▶ **Texte fourni**:
┌────────
Song Sok-ze est en France l’auteur d’un seul titre, alors que son œuvre abondante est très connue et appréciée dans son pays. Mais quel titre ! À qui mieux mieux est un roman complexe, multiple, foisonnant, où l’auteur s’engage pour défendre un idéal contre un système.
C’est une épopée circonscrite dans la durée, mais non dans l’intensité ; avec ses récits enchâssés, les lecteurs.trices s’en délectent comme d’un roman comique d’autrefois, ou, comme Hervé Péjaudier l’explique dans la postface, un pansori, récit chanté et rythmé traditionnel. Il s’agit en plus d’un roman extrêmement visuel, dont la richesse des descriptions de la nature, des scènes et des échanges entre personnages se prête à l’oralisation, voire à la scénarisation. Le titre de chaque chapitre est en outre une référence musicale qui accentue cette perception. Probablement assez codifiée, le lecteur non coréen savourera néanmoins l’originalité de l’œuvre, en complétant avantageusement sa lecture par celle d’un appareil de notes éclairant et de la postface analytique.
Song Sok-ze est très apprécié dans son pays pour son humour décapant, et À qui mieux mieux confirme on ne peut mieux cette réputation. L’histoire est elle-même inscrite par l’auteur dans un double décor qui la place dans la situation non seulement d’être lue, mais d’être regardée : le lecteur découvre un récit comme il observerait ce qui se déroule sur une scène. L’art du romancier tel que le défend Song Sok-ze dans sa courte introduction, se déploie magistralement.
« Une rivière. C’est une rivière. »
Par ces premiers mots, Song installe immédiatement son œuvre dans un cadre naturel. L’action se déroulera dans une campagne isolée de Corée, au creux d’une vallée où coule une rivière. Puis il l’agrémente de détails burlesques en introduisant les deux premiers personnages. Le ton est donné. Ce sera une histoire de nature pleine de fantaisie, une histoire sauvage quoi ! Dans ce cadre 100% naturel, subsiste l’un de ces décors de feuilletons historiques, fleuron de la création télévisuelle coréenne, un village traditionnel de carton-pâte, abandonné. Et c’est un autre feuilleton que Song Sok-ze nous propose de suivre :
« … Il en coûte trop cher pour briller dans le monde. / Combien je vais aimer ma retraite profonde ! / Pour vivre heureux, vivons cachés. »
La conclusion de l’ancienne fable est programmatique. Une petite communauté d’accidentés de la vie s’est rassemblée là, peu à peu, et compose une famille choisie, volontairement à l’écart du monde. Tous les âges sont représentés, des adolescents aux grands-parents potentiels, chaperonnés par un antique moine qui vit dans un ermitage et guette le monde pour lui fixer d’impérieuses et cocasses limites.
L’aventure commence lorsque la jeune Sae-mi est prise en chasse par un gang de voyous qui s’ennuient ferme à la campagne, alors qu’elle rentre du village où elle a fait quelques courses.
└────────
▶ **Consigne 1**:
Extrayez de la critique d'À qui mieux mieux le passage qui s'ouvre sur les mots contenant « Song Sok-ze est en » et se ferme sur « contre un système. ».
▶ **Consigne 2**:
Transformez en liste le paragraphe de la critique d'À qui mieux mieux qui débute par « La conclusion de l'ancienne fable », sans perdre ses faits principaux.
Les enregistrements n'ont aucun rôle ici.

▶ **Données enregistrées**:
┌────────
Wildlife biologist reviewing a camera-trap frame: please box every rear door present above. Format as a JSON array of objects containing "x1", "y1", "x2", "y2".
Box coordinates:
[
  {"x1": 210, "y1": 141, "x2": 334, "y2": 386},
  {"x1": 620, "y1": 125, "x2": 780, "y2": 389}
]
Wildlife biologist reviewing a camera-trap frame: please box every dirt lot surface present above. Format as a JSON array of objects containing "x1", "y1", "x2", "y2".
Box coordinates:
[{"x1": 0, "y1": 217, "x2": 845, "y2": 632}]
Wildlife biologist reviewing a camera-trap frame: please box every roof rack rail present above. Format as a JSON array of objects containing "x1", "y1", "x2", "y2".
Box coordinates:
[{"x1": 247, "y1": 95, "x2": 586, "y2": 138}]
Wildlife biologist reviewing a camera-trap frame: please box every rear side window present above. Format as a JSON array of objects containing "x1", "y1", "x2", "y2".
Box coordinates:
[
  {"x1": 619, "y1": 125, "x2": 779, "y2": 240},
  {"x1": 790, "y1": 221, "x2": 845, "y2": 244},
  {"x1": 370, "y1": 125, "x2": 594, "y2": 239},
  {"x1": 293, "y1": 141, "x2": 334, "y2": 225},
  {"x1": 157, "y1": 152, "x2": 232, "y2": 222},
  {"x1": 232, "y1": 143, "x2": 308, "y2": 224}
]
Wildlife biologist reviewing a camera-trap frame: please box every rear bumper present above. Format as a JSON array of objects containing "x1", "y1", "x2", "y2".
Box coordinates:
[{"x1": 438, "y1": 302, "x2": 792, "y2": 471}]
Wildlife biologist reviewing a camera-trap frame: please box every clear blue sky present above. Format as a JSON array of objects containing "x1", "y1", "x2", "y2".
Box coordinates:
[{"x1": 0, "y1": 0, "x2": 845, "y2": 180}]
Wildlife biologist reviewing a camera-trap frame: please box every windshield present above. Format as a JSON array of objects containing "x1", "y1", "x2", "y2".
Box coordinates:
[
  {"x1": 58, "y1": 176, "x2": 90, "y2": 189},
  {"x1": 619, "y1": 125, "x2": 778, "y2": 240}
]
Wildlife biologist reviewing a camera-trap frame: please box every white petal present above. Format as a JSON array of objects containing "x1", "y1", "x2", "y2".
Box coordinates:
└────────
▶ **Réponse complète 1**:
Song Sok-ze est en France l’auteur d’un seul titre, alors que son œuvre abondante est très connue et appréciée dans son pays. Mais quel titre ! À qui mieux mieux est un roman complexe, multiple, foisonnant, où l’auteur s’engage pour défendre un idéal contre un système.

▶ **Réponse complète 2**:
- La conclusion de l'ancienne fable est programmatique.
- Une petite communauté d'accidentés de la vie s'est rassemblée là peu à peu et forme une famille choisie, volontairement à l'écart du monde.
- Tous les âges y sont représentés, des adolescents aux grands-parents potentiels.
- Un antique moine les chaperonne depuis son ermitage et guette le monde pour lui fixer d'impérieuses et cocasses limites.